__CONSEGNE__:
- 1) Rispondi a queste domande sul brano sulla TEC:
(a) Secondo Sambataro, quale effetto collaterale può sicuramente esserci?
(b) Quale tasso di risposta viene indicato nei casi di depressione resistente?
(c) A quale percentuale si abbassa il numero di pazienti che ancora rispondono dopo circa sei mesi?
- 2) Prosegui il brano sulla TEC dopo la sua ultima frase.

__SEZIONE DEL DOCUMENTO__:
※
Sambataro ribadisce che per questa terapia “non c’è nessun rischio se non quello puramente anestesiologico associato; l’effetto collaterale che sicuramente può esserci è una transitoria perdita di memoria, spesso la memoria a breve termine, associata strettamente all’evento di stimolazione e ci potrebbe essere confusione, ma anche questa transitoria. Inoltre, è stato dimostrato che il rischio di danni cerebrali o demenza non aumenta”. Anche secondo una recente review, la TEC resta un trattamento efficace e relativamente sicuro per disturbi dell’umore e psicotici, nonostante le complessità mediche e fisiologiche.
La TEC inoltre mostra tassi di risposta elevatissimi: “tra il 70 e l’80% nei casi di depressione resistente” come ricorda lo pschiatra. E per alcune condizioni cliniche, come la catatonia, l’efficacia è particolarmente evidente. “Per esempio, pazienti anziani o con ritardo psicomotorio molto elevato hanno delle risposte eccezionali, dal 60 all’80%, e meta-analisi a livello internazionale confermano questi dati. Ma c’è ancora da lavorare sulle terapie di mantenimento, perché il problema di molte terapie per la depressione è questo: dopo circa sei mesi il numero di pazienti che ancora rispondono si abbassa notevolmente, al 30-40%”.
※
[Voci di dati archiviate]
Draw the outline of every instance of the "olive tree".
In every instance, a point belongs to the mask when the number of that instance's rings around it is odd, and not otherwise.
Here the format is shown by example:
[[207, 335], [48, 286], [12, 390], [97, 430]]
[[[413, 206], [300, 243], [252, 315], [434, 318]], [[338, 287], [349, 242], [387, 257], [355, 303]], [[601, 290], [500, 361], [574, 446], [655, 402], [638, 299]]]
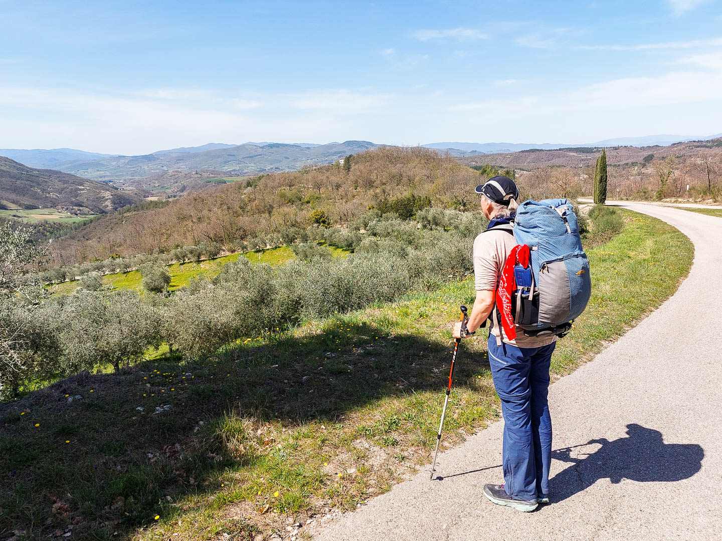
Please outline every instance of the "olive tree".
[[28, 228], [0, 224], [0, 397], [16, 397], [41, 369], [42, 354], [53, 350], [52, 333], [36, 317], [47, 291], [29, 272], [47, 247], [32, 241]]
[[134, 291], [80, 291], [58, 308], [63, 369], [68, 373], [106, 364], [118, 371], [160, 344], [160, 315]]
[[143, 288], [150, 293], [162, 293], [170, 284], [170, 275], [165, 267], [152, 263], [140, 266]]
※
__RISPOSTE ATTESE__:
- 1)
(a) Una transitoria perdita di memoria, spesso la memoria a breve termine, associata strettamente all'evento di stimolazione.
(b) Tra il 70 e l'80%.
(c) Al 30-40%.

- 2)
Le nuove frontiere della ricerca
Nonostante i progressi fatti e le evidenze scientifiche, in Italia la TEC è usata meno che in altri Paesi, probabilmente anche a causa dello stigma ereditato dagli abusi del passato e di regole molto stringenti. Anche se è una terapia rimborsata dal Servizio Sanitario Nazionale, in Italia pochi centri pubblici la offrono: “Roma, Pisa, Montichiari in provincia di Brescia, un centro in Alto Adige — elenca Sambataro — a Padova stiamo iniziando a farla da un po’ di tempo... però è molto difficile perché, qui come all’estero, esiste ancora questa idea di tortura”.
E proprio a Padova questa terapia viene studiata attivamente anche in collaborazione con l’Università di Heidelberg in Germania. Le ricerche si concentrano sugli effetti della stimolazione sui circuiti cerebrali coinvolti nella depressione, in particolare sull’ippocampo e sull’amigdala, aree chiave per la memoria e la regolazione delle emozioni. Il docente ci racconta che hanno osservato “come la TEC ristabilisce l’equilibrio tra le strutture profonde, iperattive nella depressione, e le aree corticali superiori che normalmente le controllano”. In un recente studio pubblicato su European Psychiatry, il gruppo ha mostrato come la terapia modifichi la connettività cerebrale, migliorando la regolazione emotiva e il comportamento.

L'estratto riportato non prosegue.